■ Exercise passage
In a letter of appreciation to Howe on his retirement, the then Prime Minister Lee Kuan Yew said he was indebted to Howe for the devoted work he had put in for the people. Lee also predicted that when workers in their 20s and 30s reached their 60s, they would see how difficult it was for children to stretch their salaries to support aged parents. They would then be grateful to Howe for the furore he had stirred by the report on the problems of the aged.

==Business career==
After leaving politics, Howe returned to DBS as chairman and CEO from 1985 to 1990.

From 1992 to 2000, he was the executive chairman of Great Eastern Life Assurance, and from 1992 to 2007 the president and CEO for The Straits Holding Company, an investment holding firm. He was also chairman of the Rendezvous Hotel Singapore and Rendezvous Hotels & Resorts International.

==Personal life==
Howe was married to Wan Fook Yin. They had three children; two sons, Tet Sen and Tze Sen and a daughter, Hwee Siew and two grandchildren at the time of his death.

On 21 August 2007, Howe died in Singapore from a stroke after having been hospitalised for three weeks. Several of Singapore's leaders, including Prime Ministers Lee Kuan Yew, Goh Chok Tong and Lee Hsien Loong, attended Howe's wake. Howe's funeral was held at Mandai Crematorium on 24 August 2007.

■ Task instructions
Return the stretch of the biography of Howe from "From 1992 to 2000, he" through "Hotels & Resorts International.", copied word for word. The records that come next are separate material and are not part of the biography of Howe.

Saved entries
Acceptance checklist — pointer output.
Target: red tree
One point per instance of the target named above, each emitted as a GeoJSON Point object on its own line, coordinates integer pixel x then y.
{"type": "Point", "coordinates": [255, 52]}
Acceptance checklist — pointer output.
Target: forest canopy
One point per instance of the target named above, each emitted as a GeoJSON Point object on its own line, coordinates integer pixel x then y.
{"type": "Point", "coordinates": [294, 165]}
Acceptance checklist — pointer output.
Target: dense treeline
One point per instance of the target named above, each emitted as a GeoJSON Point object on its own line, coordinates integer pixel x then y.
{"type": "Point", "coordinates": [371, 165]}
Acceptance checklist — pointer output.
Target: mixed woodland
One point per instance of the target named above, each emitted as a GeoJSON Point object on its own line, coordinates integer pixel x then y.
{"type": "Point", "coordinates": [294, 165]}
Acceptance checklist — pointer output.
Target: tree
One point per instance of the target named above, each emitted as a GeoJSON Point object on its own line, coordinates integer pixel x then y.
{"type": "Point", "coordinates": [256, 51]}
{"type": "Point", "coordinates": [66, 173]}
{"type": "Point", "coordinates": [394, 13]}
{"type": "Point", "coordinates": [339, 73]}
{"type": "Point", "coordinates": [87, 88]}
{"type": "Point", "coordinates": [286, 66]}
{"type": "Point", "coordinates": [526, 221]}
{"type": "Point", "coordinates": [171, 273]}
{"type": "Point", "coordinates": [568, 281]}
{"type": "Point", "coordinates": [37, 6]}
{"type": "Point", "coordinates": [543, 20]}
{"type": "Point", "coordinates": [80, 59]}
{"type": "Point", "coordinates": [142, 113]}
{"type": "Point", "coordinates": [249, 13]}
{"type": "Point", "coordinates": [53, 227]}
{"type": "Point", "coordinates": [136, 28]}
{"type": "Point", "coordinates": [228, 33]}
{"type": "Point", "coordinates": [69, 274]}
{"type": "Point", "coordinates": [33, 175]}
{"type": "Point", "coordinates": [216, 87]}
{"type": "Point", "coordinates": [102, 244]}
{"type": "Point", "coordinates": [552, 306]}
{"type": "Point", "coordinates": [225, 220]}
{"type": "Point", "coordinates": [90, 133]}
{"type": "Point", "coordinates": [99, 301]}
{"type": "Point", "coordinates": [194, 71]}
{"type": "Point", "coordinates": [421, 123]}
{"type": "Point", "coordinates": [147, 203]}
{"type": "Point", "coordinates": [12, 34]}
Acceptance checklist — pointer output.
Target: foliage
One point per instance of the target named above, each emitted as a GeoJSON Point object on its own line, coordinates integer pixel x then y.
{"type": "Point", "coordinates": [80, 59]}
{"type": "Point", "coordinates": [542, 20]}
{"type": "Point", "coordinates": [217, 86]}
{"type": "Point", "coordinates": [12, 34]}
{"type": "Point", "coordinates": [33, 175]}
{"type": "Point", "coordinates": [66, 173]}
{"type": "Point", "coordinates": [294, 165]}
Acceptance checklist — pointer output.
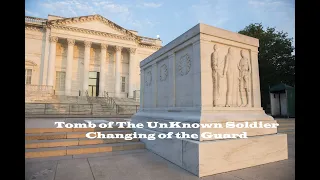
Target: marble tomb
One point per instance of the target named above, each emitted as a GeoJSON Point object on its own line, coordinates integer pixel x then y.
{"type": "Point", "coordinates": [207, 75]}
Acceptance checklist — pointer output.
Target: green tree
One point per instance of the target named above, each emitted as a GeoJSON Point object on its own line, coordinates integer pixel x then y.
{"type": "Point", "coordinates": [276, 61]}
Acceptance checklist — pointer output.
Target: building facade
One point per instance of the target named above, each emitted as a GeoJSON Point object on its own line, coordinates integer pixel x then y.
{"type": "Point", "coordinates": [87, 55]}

■ Written solution
From 1992 to 2000, he was the executive chairman of Great Eastern Life Assurance, and from 1992 to 2007 the president and CEO for The Straits Holding Company, an investment holding firm. He was also chairman of the Rendezvous Hotel Singapore and Rendezvous Hotels & Resorts International.